● **JOB**
Restate the complete material exactly.

(Collected data)
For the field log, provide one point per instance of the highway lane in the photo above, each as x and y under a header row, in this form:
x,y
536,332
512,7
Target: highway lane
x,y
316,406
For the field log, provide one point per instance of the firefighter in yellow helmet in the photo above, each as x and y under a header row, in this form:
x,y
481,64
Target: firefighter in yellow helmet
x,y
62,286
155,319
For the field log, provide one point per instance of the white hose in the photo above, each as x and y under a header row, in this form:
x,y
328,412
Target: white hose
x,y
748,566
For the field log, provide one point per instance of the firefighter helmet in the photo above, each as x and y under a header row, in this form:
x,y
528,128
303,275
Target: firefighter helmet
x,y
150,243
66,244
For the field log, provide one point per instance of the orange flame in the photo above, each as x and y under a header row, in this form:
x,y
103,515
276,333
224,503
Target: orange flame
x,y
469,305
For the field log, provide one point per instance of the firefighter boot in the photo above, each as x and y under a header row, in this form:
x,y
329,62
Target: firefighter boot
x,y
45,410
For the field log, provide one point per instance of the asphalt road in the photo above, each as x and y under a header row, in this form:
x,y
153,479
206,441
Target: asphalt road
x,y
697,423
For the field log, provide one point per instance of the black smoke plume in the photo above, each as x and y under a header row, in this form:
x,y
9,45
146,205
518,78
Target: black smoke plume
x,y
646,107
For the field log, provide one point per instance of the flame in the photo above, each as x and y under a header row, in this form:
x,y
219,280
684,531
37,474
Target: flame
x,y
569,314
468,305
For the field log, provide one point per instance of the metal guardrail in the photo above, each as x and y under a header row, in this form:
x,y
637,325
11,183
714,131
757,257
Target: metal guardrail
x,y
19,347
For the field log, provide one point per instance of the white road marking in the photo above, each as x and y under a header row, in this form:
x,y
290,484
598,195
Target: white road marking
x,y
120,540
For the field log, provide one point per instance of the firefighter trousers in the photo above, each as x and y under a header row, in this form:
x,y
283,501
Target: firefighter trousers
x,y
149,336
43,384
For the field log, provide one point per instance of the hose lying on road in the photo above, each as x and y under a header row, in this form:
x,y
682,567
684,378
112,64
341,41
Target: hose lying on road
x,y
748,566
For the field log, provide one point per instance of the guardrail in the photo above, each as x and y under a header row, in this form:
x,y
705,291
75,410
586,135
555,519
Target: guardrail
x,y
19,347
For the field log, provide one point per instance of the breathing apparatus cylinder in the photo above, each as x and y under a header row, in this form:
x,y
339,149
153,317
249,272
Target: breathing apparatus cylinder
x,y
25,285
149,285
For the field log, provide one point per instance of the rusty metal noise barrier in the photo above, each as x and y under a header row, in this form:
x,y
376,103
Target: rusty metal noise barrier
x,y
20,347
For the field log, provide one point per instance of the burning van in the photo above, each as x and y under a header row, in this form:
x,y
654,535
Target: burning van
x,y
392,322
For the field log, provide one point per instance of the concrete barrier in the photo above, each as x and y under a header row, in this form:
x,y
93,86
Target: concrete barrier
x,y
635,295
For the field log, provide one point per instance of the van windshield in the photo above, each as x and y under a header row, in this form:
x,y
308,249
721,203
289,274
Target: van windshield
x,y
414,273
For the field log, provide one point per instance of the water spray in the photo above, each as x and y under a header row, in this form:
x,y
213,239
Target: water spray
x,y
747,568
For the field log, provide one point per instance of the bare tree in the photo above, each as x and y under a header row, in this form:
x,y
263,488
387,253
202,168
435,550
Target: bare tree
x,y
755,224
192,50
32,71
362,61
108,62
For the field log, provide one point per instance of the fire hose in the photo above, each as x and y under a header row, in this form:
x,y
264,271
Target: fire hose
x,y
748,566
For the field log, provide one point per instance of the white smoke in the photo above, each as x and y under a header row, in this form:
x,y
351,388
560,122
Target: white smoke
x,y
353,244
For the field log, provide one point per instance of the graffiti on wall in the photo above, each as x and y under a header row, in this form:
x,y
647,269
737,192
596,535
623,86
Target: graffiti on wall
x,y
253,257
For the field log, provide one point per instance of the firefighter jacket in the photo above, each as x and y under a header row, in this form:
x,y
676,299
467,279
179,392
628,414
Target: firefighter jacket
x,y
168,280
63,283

● **COMPLETE RESPONSE**
For the field log, provide one point per instance of the highway lane in the photo above, each as x and y under a header row, in this form:
x,y
536,332
512,7
Target: highway lane
x,y
316,406
For the field log, provide one point per instance of the firefighter in yellow helmet in the photo above, each as x and y under a header row, in this form:
x,y
481,64
Target: firefighter in yellow helmet
x,y
62,286
155,319
For the field log, provide one point per instance of the white hose in the photo above, each as x and y under a header row, in this form:
x,y
328,412
Target: white hose
x,y
748,566
For the field log, provide one point per instance of the firefighter helmet in the photo above, each as x and y under a header row, in this form:
x,y
528,128
303,275
Target: firefighter helmet
x,y
150,243
66,244
For the field log, provide one point per instance of the orange flame in the photo above, each as x and y under a header row, in this form:
x,y
103,515
276,333
224,503
Target: orange flame
x,y
469,305
For the field log, provide one point per instance of the firefighter boot in the photo above, each as x and y under a header row, in this form:
x,y
329,62
Target: firefighter boot
x,y
45,410
For the field log, provide one point per instance of the asphalt road in the photo above, each as x and y under a header row, in this form:
x,y
153,479
206,441
Target: asphalt road
x,y
697,423
For the field log, provide one point per instance of the black smoke plume in the photo above, each as x and y under a header row, in this form:
x,y
9,45
146,205
518,78
Target: black smoke plume
x,y
646,107
For the field log, provide one point per instance of the flame in the photo above, each as x and y under a header row, in this form:
x,y
219,280
684,531
37,474
Target: flame
x,y
569,314
468,305
For the field log, provide one point per instance of the metal guardrail in the photo above, each as x and y under a header row, in this form:
x,y
637,325
11,183
714,131
757,257
Target: metal guardrail
x,y
19,347
For the field log, provide one point per instance of the white road marking in the photo above, each as x and y under a header row, in this form:
x,y
290,484
598,195
Target: white road marking
x,y
120,540
For the field log, provide one point per instance of the firefighter trousers in the photo above, each as x and y under a header row, in this form:
x,y
283,501
Target: firefighter trousers
x,y
149,336
43,384
For the field log, provide one point per instance of the hose lying on road in the photo above, each as x and y under a header row, in this form:
x,y
682,567
684,378
112,64
341,41
Target: hose lying on road
x,y
748,566
For the field log, provide one point per instance of the guardrail in the photo above, each as x and y under a header row, in this form:
x,y
705,291
75,410
586,135
555,519
Target: guardrail
x,y
19,347
For the field log, provide one point per instance of the breathing apparatus cylinder in the photo above, each as x and y under a header row, in this form:
x,y
339,149
153,317
249,272
Target: breathing apparatus cylinder
x,y
25,285
149,285
For the field log, provide one point per instance of the rusty metal noise barrier in the photo above, each as x and y under a header row, in this form:
x,y
376,103
Target: rusty metal noise barrier
x,y
20,347
For the field log, provide one point per instance of the burning van in the photo above, each as x and y under a header row, in this form:
x,y
654,535
Target: burning van
x,y
392,322
For the field log, provide one point per instance of the concrete barrier in the photo above, each as x and y under a header row, in this form:
x,y
93,86
Target: concrete barrier
x,y
635,295
For the field log, provide one point per instance of the van windshield in the photo above, each as x and y under a header row, in this form:
x,y
308,249
721,203
289,274
Target: van windshield
x,y
414,273
For the field log, provide one point per instance of the water spray in the photo above, each as x and y under a header row, in this form:
x,y
213,239
Target: water spray
x,y
747,568
For the field log, provide one point per instance of the bare tree in the photo above, each as x and y under a header row, in this form:
x,y
263,488
387,253
202,168
435,550
Target: bare tree
x,y
755,224
192,50
32,71
362,61
108,62
For the field log, provide one point per instance of the fire hose in the photo above, each as x and y under a header row, in this form:
x,y
264,271
Target: fire hose
x,y
748,566
For the field log, provide one point per instance of the white smoke in the photo above, each as x and y under a header row, in this form:
x,y
351,388
560,122
Target: white smoke
x,y
353,244
For the field log, provide one point per instance of the graffiti on wall in the photo above, each as x and y under a header row, in this form:
x,y
647,269
737,192
596,535
623,86
Target: graffiti on wall
x,y
253,257
For the field log, provide one point per instance of the firefighter jacket in the photo above, each as x and y under a header row, in this form:
x,y
676,299
467,279
179,392
628,414
Target: firefighter jacket
x,y
168,280
63,283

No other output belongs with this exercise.